■ **Required tasks**:
- A) In the text on RTI activists, rewrite the part that opens with the words containing "One of them" and closes with "the mining mafia.", substituting "Gir National Park" for "Gir Forest".
- B) Name every person whose own words the text on RTI activists gives in quotation marks.
- C) Translate this sentence from the text on RTI activists into French: "There have already been eight recorded deaths of RTI activists."

■ **Passage to read**:
= = = = =

Five years since the RTI law was passed, however, activists continue to incur ire and reprisal from influential wrongdoers exposed by RTI petitions, with many activists paying the price with their lives.
Pandey was among the lucky ones. There have already been eight recorded deaths of RTI activists.
One of them was wildlife activist and environment crusader Amit Jethwa of Gujarat, who was shot dead by gunmen opposite the Gujarat High Court in the western city of Ahmedabad last July.
The 33-year-old Jethwa had filed a suit against a lawmaker from Gujarat, his second after having filed an earlier one against politician Dinu Solanki whom he accused of involvement in illegal mining activities in the protected Gir Forest in Junagadh, home to the endangered Asiatic Lions.
Belinda Wrights, executive director of the Wildlife Protection Society of India (WPSI) and Jethwa’s associate, said, “Amit was a fearless activist who stood up to the mining mafia.
“We must continue to protest his murder and demand that the perpetrators – whatever their status or connections – are arrested and brought to trial,” she said.
Well-known wildlife activist Bittu Sahgal, editor of the Sanctuary Asia magazine which worked closely with Jethwa, said, “He was both visionary and courageous and his abiding faith in young conservationists was reflected in his efforts to mentor and support them.
“We continue to fight his battles,” said Sahgal.
According to Nupur Thakur, convener of the National RTI Forum, one of the problems of whistleblowing in India is the delay in the justice system.
“There are no quick arrests or fast-tracking of cases. Even police often call the incidents a result of personal feud of individuals,” says Thakur.
“There is actually nothing called an RTI activist. Anyone can be an RTI activist by filing an RTI petition. So all individuals filing a petition are vulnerable,” she says.
RTI activist Subhash Chandra Agrawal recently petitioned and obtained the bio-data submitted by India’s embattled Chief Vigilance Commissioner (CVC).
Agrawal’s petition showed how the CVC, the chief of India’s highest anti- corruption body, had himself concealed a tainted track record.
Known for his series of RTI petitions, Agrawal said he has been advised by friends to take security.
“My friends are worried about me. But I see it more as a technical battle with the system than with any individual,” he says.

= = = = =

Collected data
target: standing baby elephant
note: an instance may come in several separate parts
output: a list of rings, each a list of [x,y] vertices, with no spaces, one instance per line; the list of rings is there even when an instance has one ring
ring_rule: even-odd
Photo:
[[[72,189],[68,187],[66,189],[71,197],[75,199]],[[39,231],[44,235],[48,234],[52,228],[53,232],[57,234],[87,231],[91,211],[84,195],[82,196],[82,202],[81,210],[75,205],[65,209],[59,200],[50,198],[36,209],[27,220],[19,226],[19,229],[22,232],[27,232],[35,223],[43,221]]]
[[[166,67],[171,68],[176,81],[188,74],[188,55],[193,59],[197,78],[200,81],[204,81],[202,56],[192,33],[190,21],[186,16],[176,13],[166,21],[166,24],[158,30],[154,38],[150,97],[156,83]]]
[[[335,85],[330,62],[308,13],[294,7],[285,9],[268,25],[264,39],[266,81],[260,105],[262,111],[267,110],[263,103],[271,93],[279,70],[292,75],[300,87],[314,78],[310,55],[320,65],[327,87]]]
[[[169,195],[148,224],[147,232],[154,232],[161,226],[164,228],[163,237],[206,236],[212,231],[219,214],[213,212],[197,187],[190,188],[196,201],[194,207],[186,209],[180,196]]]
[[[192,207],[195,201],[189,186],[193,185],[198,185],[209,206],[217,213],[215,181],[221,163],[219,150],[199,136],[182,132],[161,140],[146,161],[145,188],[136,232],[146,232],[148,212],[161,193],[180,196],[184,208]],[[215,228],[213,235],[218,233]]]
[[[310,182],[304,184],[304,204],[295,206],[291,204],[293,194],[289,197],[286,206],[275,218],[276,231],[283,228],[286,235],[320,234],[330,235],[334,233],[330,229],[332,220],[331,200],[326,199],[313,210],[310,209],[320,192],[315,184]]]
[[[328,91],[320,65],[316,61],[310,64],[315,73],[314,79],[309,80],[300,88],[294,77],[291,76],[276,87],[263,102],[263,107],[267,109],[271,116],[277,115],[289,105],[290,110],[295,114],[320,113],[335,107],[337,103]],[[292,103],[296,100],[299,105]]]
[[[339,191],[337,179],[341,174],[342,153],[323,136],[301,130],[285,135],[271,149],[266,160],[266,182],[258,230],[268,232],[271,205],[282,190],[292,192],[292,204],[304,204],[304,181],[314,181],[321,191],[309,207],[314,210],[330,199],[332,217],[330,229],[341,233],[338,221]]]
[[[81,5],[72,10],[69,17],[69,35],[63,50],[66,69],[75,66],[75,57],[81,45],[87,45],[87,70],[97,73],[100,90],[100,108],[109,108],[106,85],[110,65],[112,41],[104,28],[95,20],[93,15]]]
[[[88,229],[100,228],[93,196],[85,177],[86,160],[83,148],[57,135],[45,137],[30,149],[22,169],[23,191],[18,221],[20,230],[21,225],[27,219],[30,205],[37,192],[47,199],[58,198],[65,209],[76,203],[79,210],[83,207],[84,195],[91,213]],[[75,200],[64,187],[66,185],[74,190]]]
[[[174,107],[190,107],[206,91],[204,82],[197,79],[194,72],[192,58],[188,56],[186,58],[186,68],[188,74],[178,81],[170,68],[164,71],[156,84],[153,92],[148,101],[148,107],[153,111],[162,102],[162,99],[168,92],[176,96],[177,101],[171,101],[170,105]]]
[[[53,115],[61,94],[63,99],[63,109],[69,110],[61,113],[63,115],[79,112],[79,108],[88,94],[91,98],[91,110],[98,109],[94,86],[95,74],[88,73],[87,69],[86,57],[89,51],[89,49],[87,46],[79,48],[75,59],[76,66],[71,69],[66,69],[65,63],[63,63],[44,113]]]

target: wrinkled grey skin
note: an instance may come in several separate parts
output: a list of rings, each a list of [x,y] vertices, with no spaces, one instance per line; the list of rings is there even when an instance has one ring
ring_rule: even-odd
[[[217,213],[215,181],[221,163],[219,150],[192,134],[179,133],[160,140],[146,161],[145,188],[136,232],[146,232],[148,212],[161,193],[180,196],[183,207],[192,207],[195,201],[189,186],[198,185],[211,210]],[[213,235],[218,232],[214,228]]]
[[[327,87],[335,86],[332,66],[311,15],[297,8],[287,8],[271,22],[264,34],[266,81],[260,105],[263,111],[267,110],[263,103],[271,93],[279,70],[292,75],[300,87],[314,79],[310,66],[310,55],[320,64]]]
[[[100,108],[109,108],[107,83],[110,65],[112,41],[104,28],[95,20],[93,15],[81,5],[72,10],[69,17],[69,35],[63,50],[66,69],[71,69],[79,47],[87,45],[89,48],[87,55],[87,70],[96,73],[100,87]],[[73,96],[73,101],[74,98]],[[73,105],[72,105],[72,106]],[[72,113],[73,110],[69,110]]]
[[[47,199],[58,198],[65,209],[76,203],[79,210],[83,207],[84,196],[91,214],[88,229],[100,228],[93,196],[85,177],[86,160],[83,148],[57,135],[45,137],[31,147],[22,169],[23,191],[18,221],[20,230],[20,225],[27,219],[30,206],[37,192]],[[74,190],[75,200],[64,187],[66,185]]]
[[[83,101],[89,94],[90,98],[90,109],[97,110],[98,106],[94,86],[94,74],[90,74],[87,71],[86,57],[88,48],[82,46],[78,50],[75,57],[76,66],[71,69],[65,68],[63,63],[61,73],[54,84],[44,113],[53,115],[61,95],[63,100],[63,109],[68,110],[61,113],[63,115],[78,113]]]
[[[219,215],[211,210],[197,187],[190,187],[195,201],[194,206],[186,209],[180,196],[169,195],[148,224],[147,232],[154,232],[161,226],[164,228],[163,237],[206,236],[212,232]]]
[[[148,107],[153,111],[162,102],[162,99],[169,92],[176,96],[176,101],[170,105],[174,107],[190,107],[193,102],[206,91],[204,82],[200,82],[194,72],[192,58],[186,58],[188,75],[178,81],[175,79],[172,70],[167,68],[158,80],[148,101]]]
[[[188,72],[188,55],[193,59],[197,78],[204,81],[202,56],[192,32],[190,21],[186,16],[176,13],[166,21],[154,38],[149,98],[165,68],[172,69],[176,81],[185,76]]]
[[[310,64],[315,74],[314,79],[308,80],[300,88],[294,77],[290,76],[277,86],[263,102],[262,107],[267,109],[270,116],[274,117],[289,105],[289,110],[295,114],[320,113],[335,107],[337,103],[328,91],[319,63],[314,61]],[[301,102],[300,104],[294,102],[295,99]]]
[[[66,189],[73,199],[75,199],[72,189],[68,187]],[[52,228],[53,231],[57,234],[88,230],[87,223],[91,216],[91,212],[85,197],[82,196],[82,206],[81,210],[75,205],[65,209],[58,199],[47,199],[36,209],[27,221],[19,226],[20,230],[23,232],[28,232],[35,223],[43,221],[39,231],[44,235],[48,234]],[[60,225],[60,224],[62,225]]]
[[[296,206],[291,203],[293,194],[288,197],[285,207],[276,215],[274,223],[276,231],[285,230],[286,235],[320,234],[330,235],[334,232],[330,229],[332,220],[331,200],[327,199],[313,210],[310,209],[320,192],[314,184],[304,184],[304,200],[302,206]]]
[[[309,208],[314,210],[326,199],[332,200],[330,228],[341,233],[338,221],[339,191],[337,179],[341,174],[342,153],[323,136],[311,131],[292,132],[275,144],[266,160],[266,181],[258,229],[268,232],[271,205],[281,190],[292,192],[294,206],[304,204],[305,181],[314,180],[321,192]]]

= = = = =

■ **Responses to the tasks**:
- A)
One of them was wildlife activist and environment crusader Amit Jethwa of Gujarat, who was shot dead by gunmen opposite the Gujarat High Court in the western city of Ahmedabad last July.
The 33-year-old Jethwa had filed a suit against a lawmaker from Gujarat, his second after having filed an earlier one against politician Dinu Solanki whom he accused of involvement in illegal mining activities in the protected Gir National Park in Junagadh, home to the endangered Asiatic Lions.
Belinda Wrights, executive director of the Wildlife Protection Society of India (WPSI) and Jethwa’s associate, said, “Amit was a fearless activist who stood up to the mining mafia.

- B)
Belinda Wrights
Bittu Sahgal
Nupur Thakur
Subhash Chandra Agrawal

- C) Il y a déjà eu huit décès enregistrés de militants RTI.